Data listing:
* * * *

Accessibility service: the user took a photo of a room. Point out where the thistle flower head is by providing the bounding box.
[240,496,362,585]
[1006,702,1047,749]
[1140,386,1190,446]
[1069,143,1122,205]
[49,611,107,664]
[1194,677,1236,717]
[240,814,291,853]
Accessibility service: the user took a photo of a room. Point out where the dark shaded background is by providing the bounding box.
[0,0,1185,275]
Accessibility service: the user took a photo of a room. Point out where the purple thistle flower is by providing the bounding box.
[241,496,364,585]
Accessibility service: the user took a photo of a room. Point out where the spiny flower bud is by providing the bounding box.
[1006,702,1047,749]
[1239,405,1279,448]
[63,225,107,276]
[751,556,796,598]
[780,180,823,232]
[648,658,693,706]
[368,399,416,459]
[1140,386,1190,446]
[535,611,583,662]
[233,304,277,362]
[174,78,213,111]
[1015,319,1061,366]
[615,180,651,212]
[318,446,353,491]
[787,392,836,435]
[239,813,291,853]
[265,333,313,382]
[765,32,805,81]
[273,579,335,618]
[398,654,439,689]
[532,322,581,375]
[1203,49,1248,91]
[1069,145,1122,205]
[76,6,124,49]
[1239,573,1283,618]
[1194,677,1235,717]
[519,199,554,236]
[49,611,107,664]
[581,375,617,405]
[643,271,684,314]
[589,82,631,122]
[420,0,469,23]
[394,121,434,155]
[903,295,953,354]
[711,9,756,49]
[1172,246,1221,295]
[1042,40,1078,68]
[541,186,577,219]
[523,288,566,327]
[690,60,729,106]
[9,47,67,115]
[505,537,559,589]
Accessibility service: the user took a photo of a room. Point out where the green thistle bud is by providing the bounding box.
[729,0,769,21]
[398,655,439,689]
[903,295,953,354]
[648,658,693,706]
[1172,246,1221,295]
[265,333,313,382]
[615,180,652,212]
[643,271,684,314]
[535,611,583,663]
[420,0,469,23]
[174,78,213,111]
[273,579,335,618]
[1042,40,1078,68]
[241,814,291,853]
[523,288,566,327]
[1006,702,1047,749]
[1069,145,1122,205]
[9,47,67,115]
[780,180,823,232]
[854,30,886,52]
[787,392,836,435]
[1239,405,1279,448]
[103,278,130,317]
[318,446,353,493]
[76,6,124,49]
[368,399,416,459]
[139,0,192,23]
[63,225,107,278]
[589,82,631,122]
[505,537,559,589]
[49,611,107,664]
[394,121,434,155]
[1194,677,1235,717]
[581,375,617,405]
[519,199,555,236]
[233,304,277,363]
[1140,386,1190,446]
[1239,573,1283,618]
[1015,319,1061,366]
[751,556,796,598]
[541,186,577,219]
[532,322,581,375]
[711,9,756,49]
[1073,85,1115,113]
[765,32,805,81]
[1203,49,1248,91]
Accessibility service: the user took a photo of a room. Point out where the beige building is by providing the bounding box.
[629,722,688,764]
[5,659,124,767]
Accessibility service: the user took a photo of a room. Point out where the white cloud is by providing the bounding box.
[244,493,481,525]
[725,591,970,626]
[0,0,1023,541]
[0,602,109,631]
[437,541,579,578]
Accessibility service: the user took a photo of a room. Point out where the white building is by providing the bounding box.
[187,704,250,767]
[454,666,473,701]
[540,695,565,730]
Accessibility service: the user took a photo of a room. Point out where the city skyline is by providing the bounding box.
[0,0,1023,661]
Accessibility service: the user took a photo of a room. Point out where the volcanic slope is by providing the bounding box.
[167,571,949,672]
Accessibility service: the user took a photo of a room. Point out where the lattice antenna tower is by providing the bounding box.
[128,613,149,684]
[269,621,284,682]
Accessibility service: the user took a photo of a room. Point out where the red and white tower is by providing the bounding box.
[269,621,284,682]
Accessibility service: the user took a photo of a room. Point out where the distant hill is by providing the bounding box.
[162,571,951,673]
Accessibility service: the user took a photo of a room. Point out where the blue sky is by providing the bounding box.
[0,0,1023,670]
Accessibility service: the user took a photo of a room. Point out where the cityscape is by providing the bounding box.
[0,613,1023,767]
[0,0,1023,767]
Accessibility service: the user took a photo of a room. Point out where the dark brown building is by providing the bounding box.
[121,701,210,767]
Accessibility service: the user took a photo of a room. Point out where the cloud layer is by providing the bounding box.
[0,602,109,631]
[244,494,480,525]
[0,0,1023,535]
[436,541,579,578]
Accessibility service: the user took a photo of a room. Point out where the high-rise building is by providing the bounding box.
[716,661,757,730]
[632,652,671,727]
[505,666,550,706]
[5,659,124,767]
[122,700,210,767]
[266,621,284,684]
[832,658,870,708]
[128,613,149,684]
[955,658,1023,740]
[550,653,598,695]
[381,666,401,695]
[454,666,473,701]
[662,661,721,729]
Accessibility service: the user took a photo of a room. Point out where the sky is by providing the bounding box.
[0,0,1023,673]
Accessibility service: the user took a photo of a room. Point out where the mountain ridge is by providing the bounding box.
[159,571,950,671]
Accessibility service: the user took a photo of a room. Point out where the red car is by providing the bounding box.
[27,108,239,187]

* * * *

### WORK TO BE COMPLETED
Can you reproduce the listing above, starting at the line that contains "antenna tower is by providing the bounding box." and ending at the line that contains "[0,0,1023,670]", with both of those lines included? Keep the request lines unchanged, but multiply each bounding-box coordinate in the answers by 0.7 and round it to a whole number, rounding halves up.

### RESULT FOR THIS EXERCISE
Accessibility service: the user took a photo of a room. Point out where the lattice antenna tower is by providing the bounding box.
[90,429,104,479]
[188,435,199,477]
Accessibility service: the user took a photo of a room. Point out where the red and white tower is by providing the bounding box.
[188,435,199,477]
Accessibility service: the user took a photo of a room. Point out where the distant hill is by providing the bounding box.
[113,400,666,471]
Accessibility service: the user took a photo of a room. Point out where the blue sky is by providing the bounding box.
[0,0,716,469]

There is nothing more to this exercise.